___ SUPPLIED TEXT

Measuring Outcomes for the Treatment of Psoriatic Arthritis

Video

Three experts discuss measurement of outcomes for psoriatic arthritis management and what a “successful” treatment looks like.

John Tesser, MD: Let’s talk about successful outcomes and maybe measures of successful outcomes. What are our goals in treating patients? Let me frame this in the context of how we view or have measured rheumatoid arthritis. That has been an ongoing battle and a challenge for rheumatologists for decades: measuring rheumatoid arthritis using either the Disease Activity Score, the Clinical Disease Activity Index, RAPID3 [Routine Assessment of Patient Index Data 3], some of those, all of those, none of those. We appreciate very much that the ACR20 [American College of Rheumatology 20% improvement], ACR50, and the ACR70 improvement criteria—which are used in judging success in clinical trials—are not used at all in clinical practice. It’s a composite measure of many things, but that measure in and of itself doesn’t identify how much inflammatory disease a person has at any given point in time.

In psoriatic arthritis, interestingly enough, ACR20, ACR50, and ACR70 in clinical trials are utilized as the measure of success for FDA approval for psoriatic arthritis trials. It’s not the only thing that’s measured, but the ACR20 is used as the lowest bar for approval. The CDAI [Clinical Disease Activity Index] is beginning to be used by some people.

______

◆ **WHAT THIS EXERCISE ASKS**
1. Using the psoriatic arthritis discussion, explain what shortcoming of the ACR20, ACR50, and ACR70 criteria the speaker points out. Answer in one to three sentences.
2. Write a continuation of the psoriatic arthritis discussion, starting after its final sentence.

___ SUPPLIED DATA

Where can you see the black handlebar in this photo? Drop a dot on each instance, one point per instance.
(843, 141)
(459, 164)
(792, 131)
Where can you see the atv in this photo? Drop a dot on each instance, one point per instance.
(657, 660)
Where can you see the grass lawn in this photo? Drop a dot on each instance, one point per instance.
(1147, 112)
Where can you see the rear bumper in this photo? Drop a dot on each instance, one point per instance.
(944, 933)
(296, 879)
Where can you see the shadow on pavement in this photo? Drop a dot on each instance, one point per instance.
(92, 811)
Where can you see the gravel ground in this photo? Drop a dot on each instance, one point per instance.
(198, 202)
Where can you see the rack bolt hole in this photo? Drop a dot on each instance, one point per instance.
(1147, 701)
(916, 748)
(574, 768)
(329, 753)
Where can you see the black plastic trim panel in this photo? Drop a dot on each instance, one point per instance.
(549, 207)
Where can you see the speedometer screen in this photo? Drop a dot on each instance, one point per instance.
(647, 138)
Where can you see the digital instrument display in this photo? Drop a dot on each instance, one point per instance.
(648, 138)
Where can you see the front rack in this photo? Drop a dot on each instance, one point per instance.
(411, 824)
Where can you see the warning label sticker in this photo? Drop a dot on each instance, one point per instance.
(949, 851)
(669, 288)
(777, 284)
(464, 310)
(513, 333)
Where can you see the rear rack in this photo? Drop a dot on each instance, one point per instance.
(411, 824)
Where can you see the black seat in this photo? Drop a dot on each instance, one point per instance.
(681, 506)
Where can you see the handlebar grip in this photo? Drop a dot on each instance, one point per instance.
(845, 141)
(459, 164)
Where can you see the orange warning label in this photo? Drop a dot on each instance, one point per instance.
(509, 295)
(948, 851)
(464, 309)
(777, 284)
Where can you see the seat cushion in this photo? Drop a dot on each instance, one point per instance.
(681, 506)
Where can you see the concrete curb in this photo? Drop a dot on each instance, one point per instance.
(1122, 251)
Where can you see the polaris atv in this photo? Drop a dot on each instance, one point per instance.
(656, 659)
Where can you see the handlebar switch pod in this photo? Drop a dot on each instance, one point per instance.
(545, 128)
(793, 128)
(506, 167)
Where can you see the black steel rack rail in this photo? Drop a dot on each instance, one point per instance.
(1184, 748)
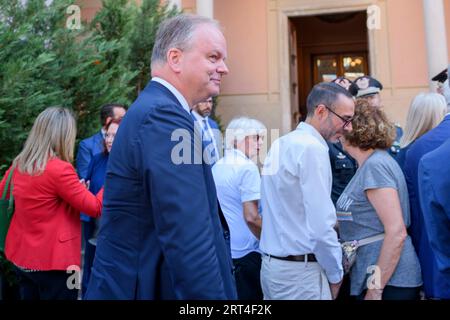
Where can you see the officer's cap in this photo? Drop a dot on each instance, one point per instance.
(441, 76)
(367, 85)
(347, 84)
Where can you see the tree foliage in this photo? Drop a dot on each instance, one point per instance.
(44, 63)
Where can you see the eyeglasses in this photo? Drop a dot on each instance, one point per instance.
(346, 121)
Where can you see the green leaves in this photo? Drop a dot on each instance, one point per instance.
(42, 63)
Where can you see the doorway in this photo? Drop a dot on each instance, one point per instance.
(326, 46)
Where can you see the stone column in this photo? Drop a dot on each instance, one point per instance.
(436, 39)
(205, 8)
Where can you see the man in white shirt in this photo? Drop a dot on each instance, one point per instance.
(302, 256)
(238, 185)
(211, 135)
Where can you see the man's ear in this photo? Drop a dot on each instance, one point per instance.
(321, 111)
(108, 120)
(174, 59)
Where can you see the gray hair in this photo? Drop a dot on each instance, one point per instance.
(242, 127)
(177, 32)
(324, 93)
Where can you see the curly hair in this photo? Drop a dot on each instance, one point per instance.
(371, 128)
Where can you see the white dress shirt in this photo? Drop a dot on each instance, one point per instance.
(204, 125)
(237, 181)
(297, 212)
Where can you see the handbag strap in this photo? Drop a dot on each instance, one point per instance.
(372, 239)
(8, 181)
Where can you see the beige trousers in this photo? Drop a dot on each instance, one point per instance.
(292, 280)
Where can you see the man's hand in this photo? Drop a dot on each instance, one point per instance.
(374, 294)
(334, 287)
(85, 183)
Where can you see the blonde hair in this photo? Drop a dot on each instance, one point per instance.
(426, 111)
(242, 127)
(53, 135)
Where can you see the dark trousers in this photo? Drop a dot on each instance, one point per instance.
(89, 254)
(396, 293)
(45, 285)
(247, 273)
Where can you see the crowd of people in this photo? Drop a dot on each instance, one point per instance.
(225, 227)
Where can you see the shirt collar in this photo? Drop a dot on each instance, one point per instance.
(303, 126)
(175, 92)
(198, 116)
(237, 153)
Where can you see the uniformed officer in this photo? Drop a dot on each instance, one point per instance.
(369, 88)
(441, 79)
(343, 166)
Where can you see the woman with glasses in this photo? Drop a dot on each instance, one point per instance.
(373, 211)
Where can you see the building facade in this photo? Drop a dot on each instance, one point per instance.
(278, 49)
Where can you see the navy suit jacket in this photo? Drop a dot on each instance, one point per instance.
(88, 148)
(433, 280)
(161, 236)
(434, 187)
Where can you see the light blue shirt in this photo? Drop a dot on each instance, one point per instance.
(237, 181)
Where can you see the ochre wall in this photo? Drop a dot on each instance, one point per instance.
(252, 29)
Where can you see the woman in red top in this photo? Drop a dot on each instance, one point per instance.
(44, 238)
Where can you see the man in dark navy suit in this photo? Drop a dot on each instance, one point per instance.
(434, 192)
(161, 234)
(435, 283)
(87, 149)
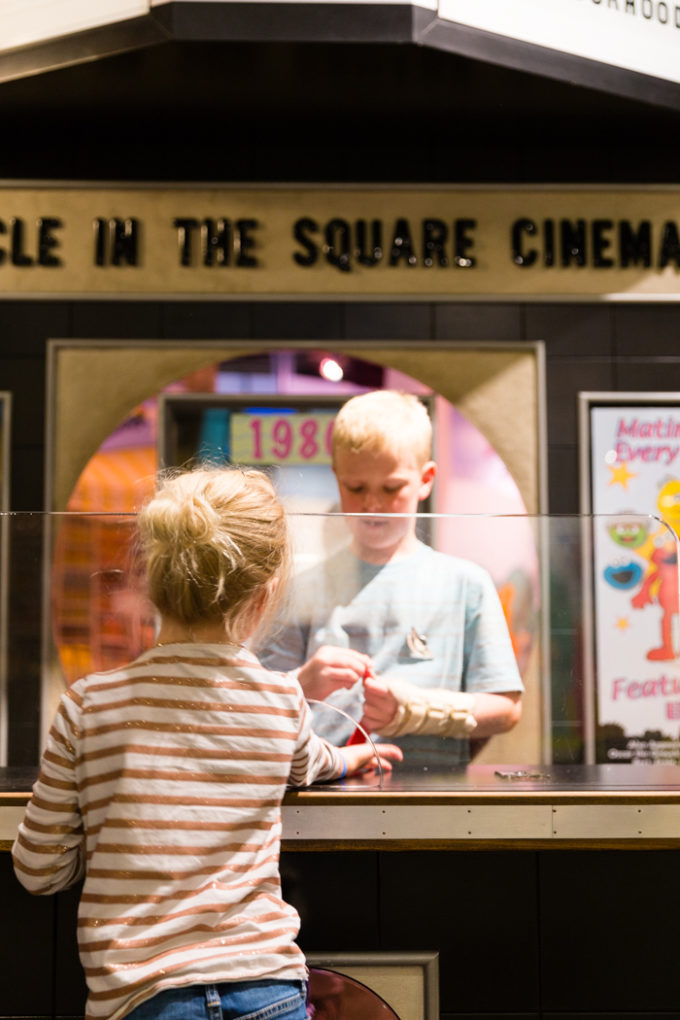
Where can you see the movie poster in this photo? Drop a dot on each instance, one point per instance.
(635, 495)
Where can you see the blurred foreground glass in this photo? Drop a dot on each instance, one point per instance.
(590, 605)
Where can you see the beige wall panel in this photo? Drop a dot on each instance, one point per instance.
(96, 390)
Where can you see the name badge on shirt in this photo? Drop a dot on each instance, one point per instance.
(417, 645)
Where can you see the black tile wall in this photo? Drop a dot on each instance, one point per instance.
(646, 330)
(650, 374)
(27, 961)
(298, 320)
(25, 324)
(477, 321)
(571, 330)
(402, 320)
(116, 319)
(609, 932)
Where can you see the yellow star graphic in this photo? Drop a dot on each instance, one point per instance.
(620, 475)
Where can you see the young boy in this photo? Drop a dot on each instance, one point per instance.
(409, 642)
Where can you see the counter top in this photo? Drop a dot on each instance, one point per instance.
(484, 806)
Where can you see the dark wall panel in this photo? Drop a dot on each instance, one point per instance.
(27, 960)
(609, 931)
(479, 912)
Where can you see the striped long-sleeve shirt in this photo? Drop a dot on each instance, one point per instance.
(161, 784)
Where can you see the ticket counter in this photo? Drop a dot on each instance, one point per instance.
(529, 874)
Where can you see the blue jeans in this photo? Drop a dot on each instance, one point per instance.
(266, 1000)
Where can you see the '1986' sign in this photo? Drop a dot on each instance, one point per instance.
(281, 439)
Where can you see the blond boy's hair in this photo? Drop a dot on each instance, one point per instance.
(213, 539)
(384, 420)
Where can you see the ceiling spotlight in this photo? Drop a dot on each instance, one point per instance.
(330, 369)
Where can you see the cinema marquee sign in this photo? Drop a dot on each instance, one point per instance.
(356, 241)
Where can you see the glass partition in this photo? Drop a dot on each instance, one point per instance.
(574, 618)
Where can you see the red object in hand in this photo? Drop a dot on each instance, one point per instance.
(359, 736)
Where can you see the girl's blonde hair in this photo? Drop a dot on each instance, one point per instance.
(384, 420)
(213, 540)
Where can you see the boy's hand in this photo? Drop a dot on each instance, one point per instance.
(379, 705)
(330, 668)
(360, 757)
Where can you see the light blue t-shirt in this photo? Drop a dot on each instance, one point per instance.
(429, 618)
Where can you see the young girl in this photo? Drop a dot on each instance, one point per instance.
(162, 781)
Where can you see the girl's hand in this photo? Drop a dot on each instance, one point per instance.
(360, 757)
(379, 705)
(330, 668)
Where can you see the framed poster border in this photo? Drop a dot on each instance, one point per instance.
(352, 964)
(587, 401)
(5, 448)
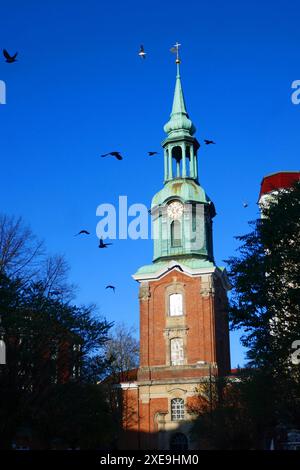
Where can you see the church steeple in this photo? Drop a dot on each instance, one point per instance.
(179, 124)
(180, 147)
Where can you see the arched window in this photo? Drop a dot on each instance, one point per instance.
(177, 409)
(175, 233)
(176, 305)
(178, 442)
(177, 354)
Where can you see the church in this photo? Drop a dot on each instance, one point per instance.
(184, 332)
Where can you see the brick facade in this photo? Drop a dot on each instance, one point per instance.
(203, 327)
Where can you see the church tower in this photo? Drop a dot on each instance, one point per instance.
(184, 336)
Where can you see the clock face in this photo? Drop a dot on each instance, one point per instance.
(175, 210)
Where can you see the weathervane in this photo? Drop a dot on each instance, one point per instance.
(175, 50)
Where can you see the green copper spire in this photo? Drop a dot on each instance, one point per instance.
(179, 123)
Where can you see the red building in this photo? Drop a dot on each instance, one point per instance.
(184, 335)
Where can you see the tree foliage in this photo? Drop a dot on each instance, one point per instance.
(54, 350)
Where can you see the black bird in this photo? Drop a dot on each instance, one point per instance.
(85, 232)
(102, 244)
(111, 287)
(142, 52)
(113, 154)
(9, 58)
(55, 292)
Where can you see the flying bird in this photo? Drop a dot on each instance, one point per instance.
(55, 292)
(9, 58)
(142, 52)
(85, 232)
(102, 244)
(113, 154)
(111, 287)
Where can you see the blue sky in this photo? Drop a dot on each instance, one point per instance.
(79, 90)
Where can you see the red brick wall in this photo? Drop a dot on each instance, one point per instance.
(203, 318)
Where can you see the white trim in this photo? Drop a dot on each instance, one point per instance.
(126, 385)
(177, 266)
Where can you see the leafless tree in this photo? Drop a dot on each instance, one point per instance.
(23, 256)
(54, 277)
(20, 251)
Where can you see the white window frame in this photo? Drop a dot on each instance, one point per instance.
(177, 409)
(176, 305)
(176, 352)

______

◆ **EXERCISE RESPONSES**
1. The ACR20, ACR50, and ACR70 criteria are a composite measure of many things. On its own, that measure does not identify how much inflammatory disease a person has at any given point in time.

2.
But there’s another measurement that’s analogous to the ACR composite criteria. It’s called the minimal disease activity index. It comprises similar things to what’s in the ACR criteria, like how many tender and swollen joints and what’s the patient’s global and pain, functionality, and acute phase reactant—this kind of thing. It’s all put together, and if you measure these things on your patient, then you assign certain points to these things. If the patients meet many points, they’re identified as having low disease activity; even more points, very low disease activity. That measure exists. It has begun to be used in clinical trials. Nehad, do you think this is going to have any utility in clinical practice? What do you do in your practice in terms of identifying outcome measures? When you think you’ve achieved success, how do you assess it?

Nehad Soloman, MD: For a long time, we grappled with this, or at least I grappled with this: what do I use as an outcome measure? Just like with the drugs, we borrowed things from the rheumatoid arthritis experience. When you mentioned the ACR levels, you also mentioned CDAI.The easiest thing to do was obviously the CDAI, which measures tender and swollen joints and assessment both by physician and patient in terms of global experience. But when you think about minimal disease activity index, it also measures tender joints, swollen joints. It looks at the skin, body surface area, and PASI [Psoriasis Area and Severity Index]. It looks at visual analog scales from a pain perspective as well as a global perspective. Then it also looks at the HAQ [Health Assessment Questionnaire] and it adds the other critical point, which we do clinically but we don’t quantify it by looking at enthesitis or entheseal point tenderness.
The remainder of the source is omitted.